What to work on |
Repeat the records below line for line without changing anything, but leave the pictures out.

━━━━━ Data shown

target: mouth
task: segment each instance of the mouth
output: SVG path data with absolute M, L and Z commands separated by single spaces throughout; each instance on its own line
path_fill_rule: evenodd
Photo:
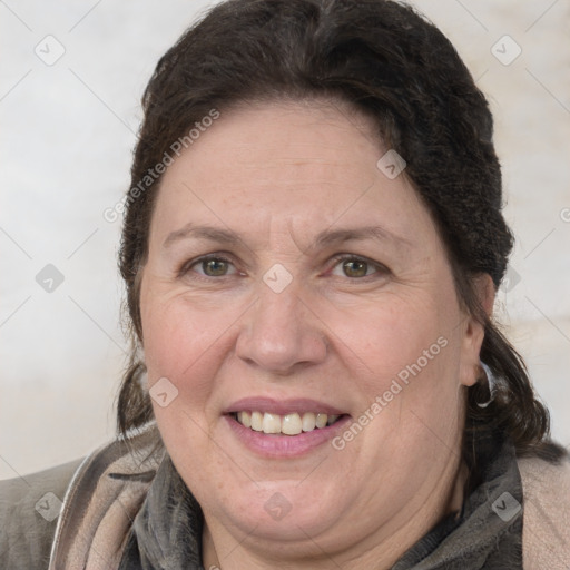
M 328 428 L 340 422 L 346 414 L 327 414 L 324 412 L 277 414 L 256 410 L 240 410 L 238 412 L 230 412 L 229 416 L 254 432 L 262 432 L 265 435 L 295 436 Z

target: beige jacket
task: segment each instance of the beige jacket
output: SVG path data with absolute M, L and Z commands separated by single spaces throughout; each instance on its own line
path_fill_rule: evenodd
M 117 569 L 160 462 L 156 434 L 135 453 L 117 441 L 81 462 L 0 483 L 0 568 Z M 525 570 L 570 569 L 570 461 L 519 460 Z M 61 501 L 61 503 L 59 502 Z

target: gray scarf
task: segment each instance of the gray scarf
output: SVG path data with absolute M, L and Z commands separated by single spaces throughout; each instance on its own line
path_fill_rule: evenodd
M 392 570 L 522 570 L 522 484 L 514 446 L 476 439 L 481 480 Z M 203 570 L 203 513 L 166 455 L 135 518 L 119 570 Z

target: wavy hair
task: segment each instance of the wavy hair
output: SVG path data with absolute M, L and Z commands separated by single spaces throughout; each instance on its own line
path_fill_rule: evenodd
M 472 470 L 474 435 L 501 430 L 517 453 L 556 461 L 549 414 L 524 363 L 479 304 L 474 278 L 499 287 L 513 238 L 501 213 L 501 170 L 483 94 L 450 41 L 413 8 L 391 0 L 228 0 L 190 27 L 158 61 L 142 97 L 144 121 L 131 187 L 173 142 L 215 108 L 264 100 L 346 101 L 371 118 L 386 147 L 407 161 L 405 175 L 429 208 L 452 266 L 458 298 L 484 324 L 481 358 L 501 380 L 468 390 L 463 455 Z M 127 200 L 120 272 L 132 350 L 118 396 L 126 435 L 153 419 L 141 379 L 139 307 L 160 177 Z

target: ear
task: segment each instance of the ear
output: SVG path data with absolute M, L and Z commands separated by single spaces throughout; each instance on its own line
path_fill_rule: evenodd
M 488 316 L 491 316 L 494 303 L 493 279 L 487 273 L 482 273 L 474 278 L 474 286 L 481 307 Z M 472 386 L 479 379 L 480 353 L 484 335 L 484 326 L 474 316 L 466 315 L 460 362 L 460 382 L 464 386 Z

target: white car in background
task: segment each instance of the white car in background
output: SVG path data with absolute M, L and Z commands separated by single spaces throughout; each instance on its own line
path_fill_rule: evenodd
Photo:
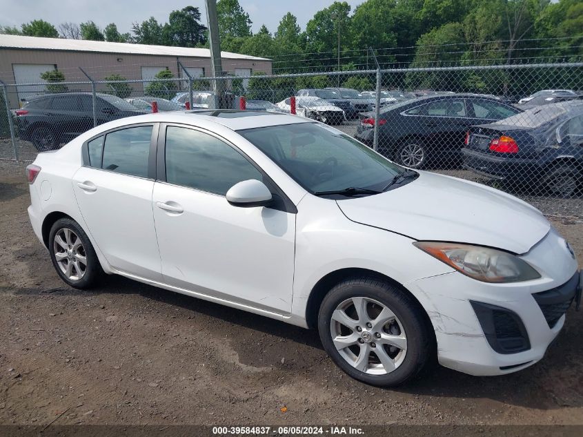
M 285 112 L 290 113 L 290 101 L 288 97 L 276 104 Z M 295 113 L 326 124 L 341 124 L 346 120 L 344 110 L 315 96 L 295 97 Z
M 124 118 L 27 175 L 32 229 L 70 286 L 115 273 L 317 328 L 368 384 L 435 357 L 473 375 L 524 369 L 580 302 L 573 250 L 535 208 L 304 117 Z

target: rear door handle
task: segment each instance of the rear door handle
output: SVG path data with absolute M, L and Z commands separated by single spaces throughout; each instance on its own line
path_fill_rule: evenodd
M 97 187 L 90 181 L 85 181 L 84 182 L 77 182 L 77 186 L 83 191 L 89 191 L 92 193 L 97 191 Z
M 160 209 L 164 209 L 164 211 L 170 213 L 177 213 L 178 214 L 180 214 L 181 213 L 184 212 L 184 210 L 182 208 L 182 206 L 179 205 L 175 202 L 170 202 L 168 203 L 166 203 L 164 202 L 157 202 L 156 206 Z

━━━━━━━━━━

Exercise answer |
target: mouth
task: segment each instance of the mouth
output: SVG path data with absolute M, L and Z commands separated by single spaces throughout; each instance on its own line
path_fill_rule: evenodd
Photo:
M 328 428 L 340 422 L 346 414 L 327 414 L 324 412 L 277 414 L 256 410 L 240 410 L 238 412 L 230 412 L 229 416 L 254 432 L 262 432 L 265 435 L 295 436 Z

target: beige jacket
task: segment each instance of the beige jacket
output: SVG path data with absolute M, L and Z commands separated by single spaces throughout; each instance on its own line
path_fill_rule: evenodd
M 117 569 L 160 462 L 156 434 L 135 453 L 117 441 L 81 462 L 0 483 L 0 568 Z M 525 570 L 570 569 L 570 461 L 519 460 Z M 61 501 L 61 503 L 59 502 Z

target: gray scarf
task: segment each instance of the gray scarf
output: SVG path data with absolute M, L and Z commands separated by single spaces throughout; each instance on its own line
path_fill_rule: evenodd
M 392 570 L 522 570 L 522 484 L 514 446 L 476 439 L 481 480 Z M 203 570 L 203 513 L 166 455 L 135 518 L 119 570 Z

target: wavy hair
task: segment each instance of the wavy hair
output: SVG path data with absolute M, L and Z commands separated by single spaces throughout; each instance on its own line
path_fill_rule: evenodd
M 472 470 L 474 435 L 501 430 L 517 453 L 556 461 L 549 414 L 524 363 L 479 304 L 474 278 L 499 287 L 513 238 L 501 213 L 501 170 L 483 94 L 450 41 L 413 8 L 391 0 L 228 0 L 190 27 L 158 61 L 142 97 L 144 121 L 131 187 L 173 142 L 215 108 L 264 100 L 346 101 L 371 118 L 386 147 L 407 161 L 405 175 L 429 208 L 452 266 L 458 298 L 484 324 L 481 358 L 501 380 L 468 390 L 463 455 Z M 127 200 L 120 272 L 132 350 L 118 396 L 126 435 L 153 419 L 141 379 L 139 307 L 160 177 Z

target: ear
task: segment each instance of the ear
output: SVG path data with absolute M, L and Z commands separated by single spaces throughout; each instance on its own line
path_fill_rule: evenodd
M 488 316 L 491 316 L 494 303 L 493 279 L 487 273 L 482 273 L 474 278 L 474 286 L 481 307 Z M 472 386 L 479 379 L 480 353 L 484 335 L 484 326 L 474 316 L 466 315 L 460 362 L 460 382 L 464 386 Z

target: white car in background
task: segment each instance of the white car in background
output: SVG path data with absolute M, L and Z commands separated by single spaces throughout; each instance on its own line
path_fill_rule: evenodd
Photo:
M 285 112 L 290 113 L 290 101 L 288 97 L 276 104 Z M 295 113 L 326 124 L 341 124 L 346 120 L 344 110 L 315 96 L 295 97 Z
M 124 118 L 27 175 L 32 229 L 70 286 L 115 273 L 317 328 L 368 384 L 435 357 L 473 375 L 524 369 L 580 302 L 573 250 L 535 208 L 304 117 Z

target: rear door handle
task: segment each instance of the rear door handle
output: SVG path data with absolute M, L and Z commands separated by single spaces throughout; each instance on its own line
path_fill_rule: evenodd
M 97 187 L 90 181 L 85 181 L 84 182 L 77 182 L 77 186 L 83 191 L 89 191 L 92 193 L 97 191 Z
M 160 209 L 164 209 L 164 211 L 170 213 L 177 213 L 178 214 L 180 214 L 181 213 L 184 212 L 184 210 L 182 208 L 182 206 L 179 205 L 175 202 L 170 202 L 168 203 L 166 203 L 164 202 L 157 202 L 156 206 Z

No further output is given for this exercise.